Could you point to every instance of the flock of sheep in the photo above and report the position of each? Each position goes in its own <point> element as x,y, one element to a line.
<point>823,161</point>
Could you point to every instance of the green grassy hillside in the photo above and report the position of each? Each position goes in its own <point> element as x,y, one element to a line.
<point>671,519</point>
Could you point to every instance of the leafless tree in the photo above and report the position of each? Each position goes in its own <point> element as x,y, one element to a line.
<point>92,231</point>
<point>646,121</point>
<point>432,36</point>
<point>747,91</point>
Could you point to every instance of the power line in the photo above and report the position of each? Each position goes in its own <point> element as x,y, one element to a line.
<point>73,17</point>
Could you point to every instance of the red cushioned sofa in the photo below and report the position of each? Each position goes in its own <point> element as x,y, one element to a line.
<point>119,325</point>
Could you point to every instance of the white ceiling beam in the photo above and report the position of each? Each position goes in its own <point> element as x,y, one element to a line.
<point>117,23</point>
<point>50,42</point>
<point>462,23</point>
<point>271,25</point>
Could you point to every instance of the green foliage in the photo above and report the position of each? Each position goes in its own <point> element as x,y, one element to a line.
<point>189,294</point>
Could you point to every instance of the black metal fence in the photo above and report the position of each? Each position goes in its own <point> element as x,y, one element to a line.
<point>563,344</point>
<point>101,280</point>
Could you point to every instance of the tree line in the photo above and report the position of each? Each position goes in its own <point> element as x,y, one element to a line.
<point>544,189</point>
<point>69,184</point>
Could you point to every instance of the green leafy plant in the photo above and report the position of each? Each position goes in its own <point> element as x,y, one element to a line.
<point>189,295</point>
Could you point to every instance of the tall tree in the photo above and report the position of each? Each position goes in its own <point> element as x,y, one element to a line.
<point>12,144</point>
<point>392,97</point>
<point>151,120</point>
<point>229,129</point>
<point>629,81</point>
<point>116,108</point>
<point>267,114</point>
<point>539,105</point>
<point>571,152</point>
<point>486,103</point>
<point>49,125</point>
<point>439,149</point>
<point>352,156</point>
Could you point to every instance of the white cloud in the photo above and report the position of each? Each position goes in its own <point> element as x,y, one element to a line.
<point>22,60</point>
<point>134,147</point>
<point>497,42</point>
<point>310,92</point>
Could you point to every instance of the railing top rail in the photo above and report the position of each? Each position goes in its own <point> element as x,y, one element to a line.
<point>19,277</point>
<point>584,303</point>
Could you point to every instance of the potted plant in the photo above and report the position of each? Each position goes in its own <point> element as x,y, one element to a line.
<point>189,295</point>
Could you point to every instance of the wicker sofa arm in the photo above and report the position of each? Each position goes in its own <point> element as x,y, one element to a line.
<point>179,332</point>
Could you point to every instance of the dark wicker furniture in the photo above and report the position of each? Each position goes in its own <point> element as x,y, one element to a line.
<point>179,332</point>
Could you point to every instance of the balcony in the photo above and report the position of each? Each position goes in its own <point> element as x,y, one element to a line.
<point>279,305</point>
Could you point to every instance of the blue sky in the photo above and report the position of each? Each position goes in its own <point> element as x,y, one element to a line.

• Exercise prompt: Reproduce the material above. Do not change a word.

• Result for this exercise:
Could you point to every instance of the flock of sheep in the photo above and report the position of each? Each position goes in its own <point> element as x,y, one element to a line.
<point>823,161</point>
Could you point to every instance of the green grassy hillside in the photo above and report the position of each? Each position goes in its own <point> element as x,y, one element to a line.
<point>671,519</point>
Could you point to every instance of the leafless tree in the photo above and report the position of each? Each position goes in its own <point> element as x,y, one element to a line.
<point>92,231</point>
<point>646,121</point>
<point>432,36</point>
<point>747,91</point>
Could you point to every instance of the power line in the photo above and report the position of each? Each position goes in its own <point> element as x,y, one element to a line.
<point>73,17</point>
Could you point to every instance of the red cushioned sofa in the photo below and report the position of each? Each position goes in its own <point> element as x,y, one element to a line.
<point>119,325</point>
Could you point to every instance of the white ceiling beam in the photo above and report the position of each? Each position goes in its own <point> element as x,y, one element to a line.
<point>117,23</point>
<point>50,42</point>
<point>462,23</point>
<point>271,25</point>
Could you point to every instance of the green foliage in the photo above and report the position of each? Each position goes in its own <point> element as x,y, one element to a line.
<point>189,294</point>
Could you point to every instance of the black metal fence in the photo above and report the position of each? Each position goes in its own <point> element as x,y, one element to a line.
<point>563,344</point>
<point>101,280</point>
Could you point to every instance of the tree line in the photo above and report the position of each? Each position goes in its own <point> element as x,y, one element to a line.
<point>544,189</point>
<point>69,184</point>
Could you point to every instance of the green leafy plant in the photo above and report the position of each? Each position goes in its own <point> element as x,y, one element to a line.
<point>189,295</point>
Could you point to every instance of the tall tree in the photo above and report the position of each? Each position goes in its own <point> element as x,y, one element to a line.
<point>12,144</point>
<point>392,97</point>
<point>151,120</point>
<point>229,129</point>
<point>629,81</point>
<point>116,108</point>
<point>267,114</point>
<point>539,105</point>
<point>571,152</point>
<point>486,103</point>
<point>49,125</point>
<point>439,149</point>
<point>352,156</point>
Could you point to every instance of the white cloud in the photo above and report the position of each? Each position goes in its own <point> element as x,y, one element to a line.
<point>22,60</point>
<point>134,147</point>
<point>497,42</point>
<point>310,92</point>
Could you point to every instance of the railing top rail in the photo above and report the position of each? Each position goes in its own <point> element as x,y, one element to a line.
<point>19,277</point>
<point>584,303</point>
Could you point to every instance of the potted plant in the photo above and report the position of each? Each position goes in its own <point> element as x,y, one element to a line.
<point>189,295</point>
Could you point to every instance of the wicker sofa arm in the photo above and report the position of each? Each position goes in its own <point> element as x,y, one element to a line.
<point>179,332</point>
Could you point to every instance of the dark wicker furniture in the photo above and report the position of each? Each position goes in its own <point> element as x,y, one element to a line.
<point>179,332</point>
Could you point to every instance of the balcony in the photo above and report the position of each? Each position goes in its own <point> element as x,y, one element to a line.
<point>279,305</point>
Could you point to every instance of the blue sky in the photo above and report the position of each? Each position goes in its own <point> element as x,y, one element to a line.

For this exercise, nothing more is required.